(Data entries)

#####

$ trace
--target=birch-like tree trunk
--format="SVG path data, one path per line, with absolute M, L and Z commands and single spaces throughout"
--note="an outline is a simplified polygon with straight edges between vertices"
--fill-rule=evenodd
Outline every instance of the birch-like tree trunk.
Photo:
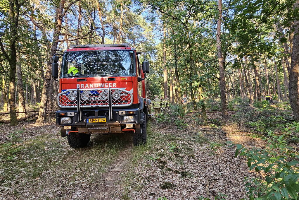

#####

**YOUR INSTRUCTIONS**
Copy the records above line for line, without changing anything, and leave the pictures out of your copy.

**RESPONSE FOR THIS EXERCISE**
$ trace
--target=birch-like tree trunk
--format="SVG path data, one path per line, with absolute M, L and Z commands and single spaces throughout"
--note="an outline is a simplified polygon with straight edges between vertices"
--fill-rule=evenodd
Outline every instance of the birch-like tree trunk.
Photo:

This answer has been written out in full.